Problem to work on - Find every line in the material below that contains the word "building" and copy each of those lines.

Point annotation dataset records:
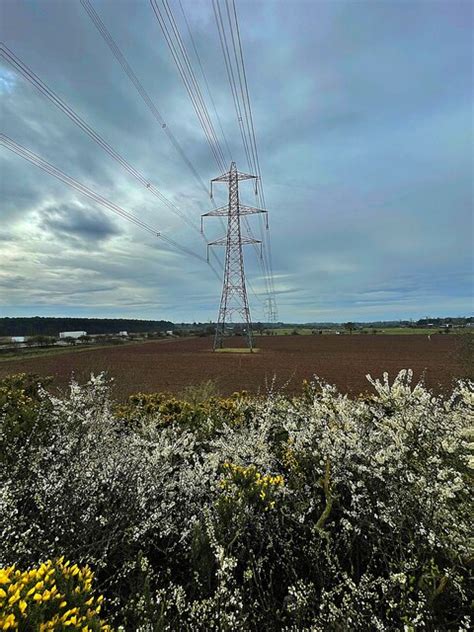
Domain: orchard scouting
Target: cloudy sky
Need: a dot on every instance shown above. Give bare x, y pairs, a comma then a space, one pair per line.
363, 116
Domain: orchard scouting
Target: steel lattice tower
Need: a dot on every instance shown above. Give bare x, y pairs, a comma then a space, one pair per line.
234, 299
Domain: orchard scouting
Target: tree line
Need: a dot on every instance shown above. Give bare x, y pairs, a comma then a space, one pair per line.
50, 326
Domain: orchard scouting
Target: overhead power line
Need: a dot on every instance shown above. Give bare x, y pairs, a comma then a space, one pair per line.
120, 57
236, 74
167, 23
198, 57
34, 80
33, 158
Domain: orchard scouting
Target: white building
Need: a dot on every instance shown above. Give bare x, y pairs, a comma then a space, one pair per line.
18, 338
72, 334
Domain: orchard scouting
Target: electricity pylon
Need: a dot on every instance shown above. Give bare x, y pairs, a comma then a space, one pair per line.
234, 292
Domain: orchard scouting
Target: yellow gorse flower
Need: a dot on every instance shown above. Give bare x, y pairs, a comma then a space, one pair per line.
56, 594
248, 484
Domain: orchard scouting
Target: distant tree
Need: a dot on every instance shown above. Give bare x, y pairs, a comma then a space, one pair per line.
349, 326
42, 341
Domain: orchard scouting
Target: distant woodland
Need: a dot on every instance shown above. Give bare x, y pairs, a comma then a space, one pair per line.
37, 325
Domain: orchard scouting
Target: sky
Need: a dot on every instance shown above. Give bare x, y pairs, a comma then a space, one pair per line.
364, 125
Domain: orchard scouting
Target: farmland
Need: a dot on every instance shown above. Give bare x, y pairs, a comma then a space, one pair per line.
171, 365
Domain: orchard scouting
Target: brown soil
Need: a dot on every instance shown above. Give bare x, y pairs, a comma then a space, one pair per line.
343, 360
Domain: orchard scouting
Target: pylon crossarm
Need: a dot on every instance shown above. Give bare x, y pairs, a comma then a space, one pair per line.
245, 176
249, 210
218, 242
250, 240
222, 210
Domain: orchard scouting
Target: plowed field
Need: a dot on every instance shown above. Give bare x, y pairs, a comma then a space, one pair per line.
172, 365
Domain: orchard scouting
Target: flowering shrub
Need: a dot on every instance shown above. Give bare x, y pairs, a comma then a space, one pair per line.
317, 512
53, 596
248, 485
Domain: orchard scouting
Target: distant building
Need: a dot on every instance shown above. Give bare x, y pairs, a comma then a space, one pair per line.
72, 334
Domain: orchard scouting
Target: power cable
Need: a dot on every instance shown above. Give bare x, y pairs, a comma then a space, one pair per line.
25, 153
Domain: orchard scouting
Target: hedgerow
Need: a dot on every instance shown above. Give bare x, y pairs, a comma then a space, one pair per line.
316, 512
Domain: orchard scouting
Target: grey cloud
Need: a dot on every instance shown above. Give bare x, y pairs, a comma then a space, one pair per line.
76, 223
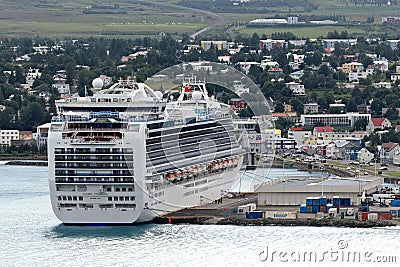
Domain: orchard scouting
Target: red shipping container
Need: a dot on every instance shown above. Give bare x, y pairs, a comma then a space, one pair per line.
364, 216
385, 216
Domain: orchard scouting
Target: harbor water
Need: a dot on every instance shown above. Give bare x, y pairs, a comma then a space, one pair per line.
31, 235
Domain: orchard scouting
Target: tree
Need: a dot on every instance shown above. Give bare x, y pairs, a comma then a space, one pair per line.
279, 107
392, 114
351, 106
32, 116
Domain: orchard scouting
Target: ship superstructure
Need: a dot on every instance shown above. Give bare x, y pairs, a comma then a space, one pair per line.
128, 154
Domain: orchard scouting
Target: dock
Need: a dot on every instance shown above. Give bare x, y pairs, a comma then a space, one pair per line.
224, 212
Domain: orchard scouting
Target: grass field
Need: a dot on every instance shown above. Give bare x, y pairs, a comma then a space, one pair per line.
304, 32
54, 18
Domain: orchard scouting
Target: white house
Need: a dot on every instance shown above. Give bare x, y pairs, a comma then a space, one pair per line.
378, 124
296, 88
6, 136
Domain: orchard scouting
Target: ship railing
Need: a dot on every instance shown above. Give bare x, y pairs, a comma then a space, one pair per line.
93, 141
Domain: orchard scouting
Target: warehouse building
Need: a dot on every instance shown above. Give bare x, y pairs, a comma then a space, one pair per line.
294, 190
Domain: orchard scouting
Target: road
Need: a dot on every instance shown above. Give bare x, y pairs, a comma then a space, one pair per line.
220, 20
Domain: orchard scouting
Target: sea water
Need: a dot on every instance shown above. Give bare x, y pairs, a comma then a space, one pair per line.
30, 235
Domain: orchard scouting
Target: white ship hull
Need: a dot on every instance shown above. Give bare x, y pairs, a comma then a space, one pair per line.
137, 162
173, 198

Reply to the task -
Target: white building
Target: distant building
Target: warehouse building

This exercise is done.